# EXERCISE 1:
Sum up the passage on body pH in two sentences.
# EXERCISE 2:
Set down word for word the part of the passage on body pH between "What if you" and "of the equation.", inclusive.

# DOCUMENT SECTION:
* * *

Further, there is no evidence that making the body itself more alkaline will have any affect on the acidity of the tumor. So, the observation that tumors are acidic may have led some people to conclude (mistakenly) that acidic environments cause tumors. In reality, it is tumors that cause acidic environments. Thus far, research simply does not support that a large focus on shifting total body pH to be more alkaline will improve cancer outcomes. Perhaps future studies will show some benefit of “being more alkaline”, but for now, that research does not exist.


What if you could shift your body pH?

The body fights VERY hard to keep blood pH in that range, and it’s controlled mainly by the kidneys and by the respiratory system. If the body becomes too acidic (acidosis) or too alkaline (alkalosis) it’s due to either respiratory or metabolic causes. These very serious medical conditions are referred to as metabolic or respiratory acidosis, and metabolic or respiratory alkalosis. Regardless of the hows and whys, if a person’s blood pH varies much from the normal 7.35 to 7.45 range, that person is in big trouble, medically speaking. And what their urine pH is doing isn’t a big part of the equation.

* * *

# ENTRIES SHOWN:
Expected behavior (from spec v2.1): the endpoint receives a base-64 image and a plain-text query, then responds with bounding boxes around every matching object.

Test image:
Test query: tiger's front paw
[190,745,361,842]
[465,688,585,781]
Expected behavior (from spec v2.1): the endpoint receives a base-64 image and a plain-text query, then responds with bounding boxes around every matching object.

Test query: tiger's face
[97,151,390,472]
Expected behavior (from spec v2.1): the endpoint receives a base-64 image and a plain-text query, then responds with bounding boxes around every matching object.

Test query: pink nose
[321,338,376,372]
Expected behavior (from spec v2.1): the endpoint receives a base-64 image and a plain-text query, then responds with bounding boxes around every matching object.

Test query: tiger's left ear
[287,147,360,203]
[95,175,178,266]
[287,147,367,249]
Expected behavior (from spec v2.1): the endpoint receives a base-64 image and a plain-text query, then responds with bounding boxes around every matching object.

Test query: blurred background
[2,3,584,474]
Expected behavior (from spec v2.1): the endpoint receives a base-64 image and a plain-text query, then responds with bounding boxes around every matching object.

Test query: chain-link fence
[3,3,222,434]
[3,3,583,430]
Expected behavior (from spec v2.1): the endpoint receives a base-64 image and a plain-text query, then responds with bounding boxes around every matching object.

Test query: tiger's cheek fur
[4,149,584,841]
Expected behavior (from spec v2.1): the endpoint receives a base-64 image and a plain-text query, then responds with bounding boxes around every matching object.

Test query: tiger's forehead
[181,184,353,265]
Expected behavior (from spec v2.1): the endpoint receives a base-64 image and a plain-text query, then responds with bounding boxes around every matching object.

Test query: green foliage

* * *

# ANSWER BOX 1:
Tumors cause acidic environments rather than acidic environments causing tumors, and research so far does not show that making the body more alkaline affects tumor acidity or improves cancer outcomes. The body works hard to keep blood pH in the normal 7.35 to 7.45 range, mainly through the kidneys and the respiratory system, and a blood pH far outside that range means serious medical trouble from acidosis or alkalosis, while urine pH matters little.

# ANSWER BOX 2:
What if you could shift your body pH?

The body fights VERY hard to keep blood pH in that range, and it’s controlled mainly by the kidneys and by the respiratory system. If the body becomes too acidic (acidosis) or too alkaline (alkalosis) it’s due to either respiratory or metabolic causes. These very serious medical conditions are referred to as metabolic or respiratory acidosis, and metabolic or respiratory alkalosis. Regardless of the hows and whys, if a person’s blood pH varies much from the normal 7.35 to 7.45 range, that person is in big trouble, medically speaking. And what their urine pH is doing isn’t a big part of the equation.